=== Instrução 1 ===
Resuma o texto fornecido em duas frases.
=== Instrução 2 ===
Reproduza o trecho do texto fornecido que vai de "3.2 DIREITO FUNDAMENTAL" até "fundamental à saúde.".

=== Texto fornecido ===
+++++
Na América do norte, o Canadá teve a sua legalização no ano de 2001 e o país já tem, hoje, 37 mil pacientes realizando o uso regular da maconha, no qual existem medicações de todos os tipos disponíveis. Nos Estados Unidos a legalização foi a partir de 1996, no qual atualmente 23 Estados mais a capital legalizaram o uso medicinal, mas federalmente não possui propriedades terapêuticas reconhecidas.
Na Europa, alguns países adotaram a legalização de determinados remédios oriundos da erva, como por exemplo: Sativex, Marinol e Nabilone, mas vale ressaltar que a sua utilização é específica para tratamentos autorizados, no qual cada país permitiu um rol de doenças para a sua utilização. Alguns países como Itália, Bélgica, Finlândia, Inglaterra, Holanda, Espanha, Suíça e Eslovênia.
Na Ásia, o uso da maconha nunca foi proibido, haja vista que se trata de um costume cultural dos povos daquela região. E no Oriente Médio, cabe destacar Israel, no qual desde 1993 o uso médico foi autorizado, e, atualmente, são 12 mil pacientes registrados das mais diversas doenças, no qual desde 2007 o governo possui um programa de distribuição gratuita.
Por fim, a América do Sul apresenta-se como a região mais repressora ao uso medicinal da maconha, sendo o Uruguai o primeiro país a legalizar a partir de 2013 e, o Chile, a partir de 2015, por intermédio de um projeto-piloto do governo, poderão seus pacientes receber remédios oriundos da maconha gratuitamente.
3.2 DIREITO FUNDAMENTAL À SAÚDE
Essa questão traz à baila um debate fervoroso em torno de toda uma discussão do que pesa mais numa balança pela justiça em que a igualdade e o equilíbrio estão previstos em nossa Constituição e são inerentes ao Estado de Direito. Assim sendo, a dicotomia reside na proibição das drogas disposta na Lei nº 11.343/06 e no direito fundamental à saúde.
O artigo 5º da Constituição Federal brasileira de 1988 dispõe que “todos são iguais perante a lei, sem distinção de qualquer natureza, garantindo-se aos brasileiros e aos estrangeiros residentes no País a inviolabilidade do direito à vida, à liberdade, à igualdade, à segurança e à propriedade”.
O direito à vida é garantido pelo Estado constitucional democrático brasileiro aos cidadãos brasileiros bem como aos cidadãos estrangeiros que se encontrem em território nacional. Vê-se, portanto, que em âmbito nacional, o debate acerca da vida é tido como um direito humano fundamental. Logo, sobre esse assunto, o autor Daury Cesar Fabriz (2003, p. 267) afirma que:
“A vida, antes de ser um direito, é pressuposto e fundamento maior de todos os demais direitos. A vida, no âmbito do Direito Constitucional brasileiro, configura-se como um princípio que deve ser observado a todos sem distinção, de modo que os seus titulares são todas as pessoas que se encontram submetidas ao ordenamento jurídico brasileiro”.
+++++
=== Dados de entrada ===
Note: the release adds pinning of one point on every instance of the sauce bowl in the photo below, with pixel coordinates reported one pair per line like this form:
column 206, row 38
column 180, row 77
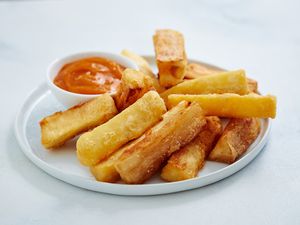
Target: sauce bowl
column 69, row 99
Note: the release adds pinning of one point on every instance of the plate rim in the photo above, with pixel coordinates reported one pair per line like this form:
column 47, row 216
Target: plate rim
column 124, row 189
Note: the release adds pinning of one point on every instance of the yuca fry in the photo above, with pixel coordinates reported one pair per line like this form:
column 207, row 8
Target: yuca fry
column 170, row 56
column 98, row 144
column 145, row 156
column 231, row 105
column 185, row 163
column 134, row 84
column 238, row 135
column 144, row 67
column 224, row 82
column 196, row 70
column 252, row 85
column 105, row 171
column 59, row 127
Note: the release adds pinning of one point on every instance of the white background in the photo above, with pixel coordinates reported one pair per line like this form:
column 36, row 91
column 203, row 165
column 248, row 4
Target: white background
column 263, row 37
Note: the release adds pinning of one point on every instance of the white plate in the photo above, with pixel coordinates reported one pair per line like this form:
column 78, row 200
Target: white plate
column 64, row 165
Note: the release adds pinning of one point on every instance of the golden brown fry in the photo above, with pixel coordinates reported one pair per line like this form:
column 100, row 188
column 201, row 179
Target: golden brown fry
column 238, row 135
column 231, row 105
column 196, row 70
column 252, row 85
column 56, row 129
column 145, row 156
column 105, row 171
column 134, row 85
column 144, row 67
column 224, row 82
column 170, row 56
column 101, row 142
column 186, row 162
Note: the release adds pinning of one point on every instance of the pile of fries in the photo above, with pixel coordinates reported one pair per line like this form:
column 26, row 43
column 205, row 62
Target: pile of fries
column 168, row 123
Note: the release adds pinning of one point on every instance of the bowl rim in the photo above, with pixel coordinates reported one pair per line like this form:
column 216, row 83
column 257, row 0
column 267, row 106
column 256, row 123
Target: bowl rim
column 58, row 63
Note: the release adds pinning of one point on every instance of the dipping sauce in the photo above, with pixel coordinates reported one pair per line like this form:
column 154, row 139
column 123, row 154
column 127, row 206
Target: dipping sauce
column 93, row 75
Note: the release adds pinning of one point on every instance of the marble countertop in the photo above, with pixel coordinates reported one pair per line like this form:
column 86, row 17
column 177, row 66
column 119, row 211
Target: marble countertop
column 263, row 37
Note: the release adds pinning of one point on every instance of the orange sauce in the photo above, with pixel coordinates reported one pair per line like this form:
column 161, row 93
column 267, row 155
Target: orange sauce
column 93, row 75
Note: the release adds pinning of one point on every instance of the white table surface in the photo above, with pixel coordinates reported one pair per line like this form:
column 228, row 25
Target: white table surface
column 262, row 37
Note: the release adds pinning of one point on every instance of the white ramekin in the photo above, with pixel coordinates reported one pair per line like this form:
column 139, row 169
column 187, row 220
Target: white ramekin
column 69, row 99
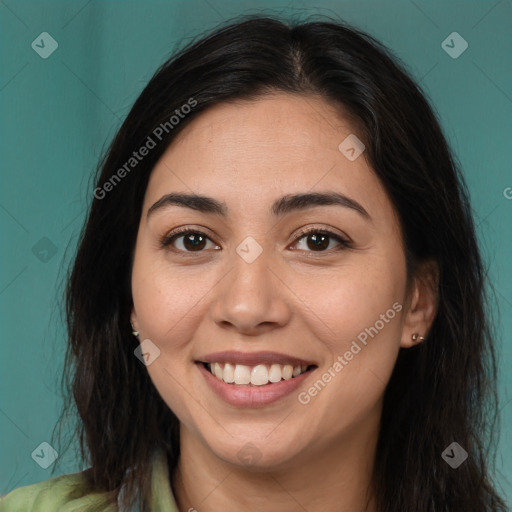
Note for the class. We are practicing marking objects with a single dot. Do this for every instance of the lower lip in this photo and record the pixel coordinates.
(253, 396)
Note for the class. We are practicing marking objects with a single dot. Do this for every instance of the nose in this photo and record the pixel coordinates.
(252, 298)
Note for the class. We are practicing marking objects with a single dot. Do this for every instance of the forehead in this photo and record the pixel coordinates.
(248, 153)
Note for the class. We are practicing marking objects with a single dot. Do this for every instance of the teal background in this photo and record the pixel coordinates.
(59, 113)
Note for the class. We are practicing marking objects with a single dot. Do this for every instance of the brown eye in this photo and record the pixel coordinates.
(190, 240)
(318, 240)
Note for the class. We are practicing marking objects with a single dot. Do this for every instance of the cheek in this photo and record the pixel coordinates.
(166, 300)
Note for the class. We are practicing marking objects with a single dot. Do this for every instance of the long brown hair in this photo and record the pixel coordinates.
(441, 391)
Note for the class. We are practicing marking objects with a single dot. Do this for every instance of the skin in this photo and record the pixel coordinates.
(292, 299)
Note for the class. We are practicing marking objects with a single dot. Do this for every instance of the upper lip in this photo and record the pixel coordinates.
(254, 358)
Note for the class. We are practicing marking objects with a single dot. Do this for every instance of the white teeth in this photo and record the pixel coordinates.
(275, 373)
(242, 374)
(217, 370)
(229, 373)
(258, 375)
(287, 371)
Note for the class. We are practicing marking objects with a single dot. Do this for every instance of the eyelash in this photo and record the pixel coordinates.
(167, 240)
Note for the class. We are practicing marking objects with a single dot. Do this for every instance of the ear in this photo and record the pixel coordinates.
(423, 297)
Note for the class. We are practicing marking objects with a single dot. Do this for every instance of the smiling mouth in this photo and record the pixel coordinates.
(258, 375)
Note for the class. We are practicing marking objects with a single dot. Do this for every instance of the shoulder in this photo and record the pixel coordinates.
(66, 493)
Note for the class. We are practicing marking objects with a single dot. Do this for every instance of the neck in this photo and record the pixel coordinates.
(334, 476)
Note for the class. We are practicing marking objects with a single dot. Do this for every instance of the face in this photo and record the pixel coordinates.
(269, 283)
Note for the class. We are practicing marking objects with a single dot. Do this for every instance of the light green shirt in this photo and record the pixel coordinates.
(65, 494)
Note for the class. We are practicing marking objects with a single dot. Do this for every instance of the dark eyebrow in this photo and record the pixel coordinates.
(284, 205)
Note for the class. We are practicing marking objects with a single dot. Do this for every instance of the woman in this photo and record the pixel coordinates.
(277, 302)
+++++
=== Resultado da tarefa 1 ===
O uso medicinal da maconha foi autorizado em épocas e formas diferentes pelo mundo, como no Canadá desde 2001, em 23 estados dos Estados Unidos e na capital a partir de 1996 e em Israel desde 1993, enquanto a América do Sul é apontada como a região mais repressora. No Brasil, o debate se dá entre a proibição das drogas da Lei nº 11.343/06 e o direito fundamental à saúde, e o artigo 5º da Constituição de 1988 garante a brasileiros e estrangeiros residentes a inviolabilidade do direito à vida.

=== Resultado da tarefa 2 ===
3.2 DIREITO FUNDAMENTAL À SAÚDE
Essa questão traz à baila um debate fervoroso em torno de toda uma discussão do que pesa mais numa balança pela justiça em que a igualdade e o equilíbrio estão previstos em nossa Constituição e são inerentes ao Estado de Direito. Assim sendo, a dicotomia reside na proibição das drogas disposta na Lei nº 11.343/06 e no direito fundamental à saúde.